_EXERCICE COURT 1_. Selon le passage source, quelles langues parlait-on à Babylone au moment de la construction de la tour ?
_EXERCICE COURT 2_. Reproduisez le passage source entre « Dans cet espace » et « par les rois. », bornes incluses.

Dans cet espace qui évoque le Mythe de la tour de Babel nous retrouvons l'œil de Dieu ou la Source. Et celui-ci nous demande de descendre de la Tour des possessions matérielles avant que les circonstances ne nous y obligent de façon dramatique (Guedi). Car la tour était perçue comme le moyen de relier le ciel, le monde divin, symbolisé par le temple sommital, avec la terre et le monde souterrain dans lequel est ancrée la base de la ziggurat. La ville de Babylone était plurilingue au moment de la construction de la tour, on y parlait l’akkadien, écrit en cunéiforme, mais aussi l’araméen écrit en alphabet sur parchemin ou plutôt sur papyrus. La ville elle-même abritait des populations très diverses, avec notamment des groupes de déportés provenant des villes conquises par les rois.
Cette Porte nous enseigne que notre regard humain a tendance à séparer, comparer, mesurer selon ses propres critères. Or la pensée est créatrice. Nous voyons ce que nous créons, et donc nous créons ce que nous voyons, enfermant le cri de l'âme dans un cercle sans fin (Ayin). Si l'on veut répondre à l'appel de son âme, les pouvoirs de la pensée créatrice ne doivent pas être utilisés pour les besoins de l'ego, qui en serait ainsi nourri et grandi, mais toujours dans le don de notre volonté personnelle.
Il est une porte qui peut s'ouvrir sur d'autres mondes. La puissance de la pensée créatrice n'existe que par lui, il apporte la clairvoyance et recèle de nombreux pouvoirs (Tévet). Il doit donc être ouvert par la Lumière dans la conscience de l'Amour, afin que jamais ce pouvoir ne soit dévié pour l'ego. Nous devons savoir tourner notre regard vers la spiritualité, vers la pensée élevée et généreuse.
La Solution - Œuvre au Noir 3 - élément Eau : Littéralement, mélange homogène de plusieurs liquides ou de plusieurs solides. En alchimie, opération qui s'effectue à plusieurs stades de la réalisation de l'œuvre. La solution, chimiquement parlant, est une atténuation ou liquéfaction de la matière sous forme d'eau, d'huile, d'esprit ou d'humeur.

(Données d'annotation par coordonnées)
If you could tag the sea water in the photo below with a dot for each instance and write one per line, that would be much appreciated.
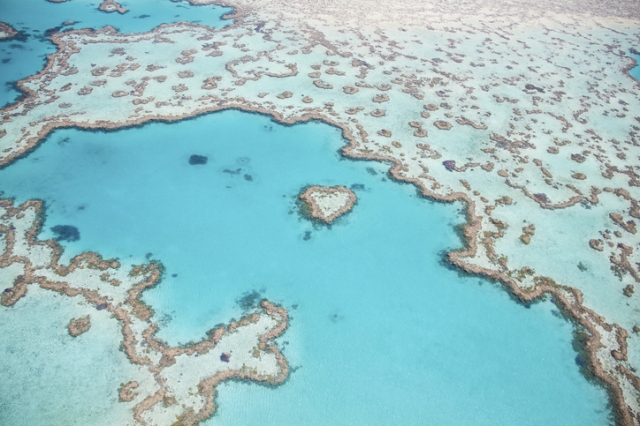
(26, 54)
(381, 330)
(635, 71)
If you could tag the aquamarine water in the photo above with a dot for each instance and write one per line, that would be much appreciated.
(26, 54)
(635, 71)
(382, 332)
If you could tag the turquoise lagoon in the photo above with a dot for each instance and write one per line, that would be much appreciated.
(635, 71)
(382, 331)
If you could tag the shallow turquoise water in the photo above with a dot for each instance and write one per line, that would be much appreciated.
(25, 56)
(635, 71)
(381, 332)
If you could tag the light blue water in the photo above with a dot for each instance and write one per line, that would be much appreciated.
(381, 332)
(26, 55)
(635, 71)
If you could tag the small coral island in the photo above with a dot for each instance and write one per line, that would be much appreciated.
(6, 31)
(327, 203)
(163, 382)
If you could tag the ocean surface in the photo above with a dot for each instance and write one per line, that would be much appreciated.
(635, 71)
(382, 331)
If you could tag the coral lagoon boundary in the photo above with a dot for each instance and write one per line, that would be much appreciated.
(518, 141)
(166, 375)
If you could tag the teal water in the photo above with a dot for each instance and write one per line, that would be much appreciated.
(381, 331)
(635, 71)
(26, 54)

_CORRIGÉ COMPLET 1_. On y parlait l'akkadien et l'araméen.

_CORRIGÉ COMPLET 2_.
Dans cet espace qui évoque le Mythe de la tour de Babel nous retrouvons l'œil de Dieu ou la Source. Et celui-ci nous demande de descendre de la Tour des possessions matérielles avant que les circonstances ne nous y obligent de façon dramatique (Guedi). Car la tour était perçue comme le moyen de relier le ciel, le monde divin, symbolisé par le temple sommital, avec la terre et le monde souterrain dans lequel est ancrée la base de la ziggurat. La ville de Babylone était plurilingue au moment de la construction de la tour, on y parlait l’akkadien, écrit en cunéiforme, mais aussi l’araméen écrit en alphabet sur parchemin ou plutôt sur papyrus. La ville elle-même abritait des populations très diverses, avec notamment des groupes de déportés provenant des villes conquises par les rois.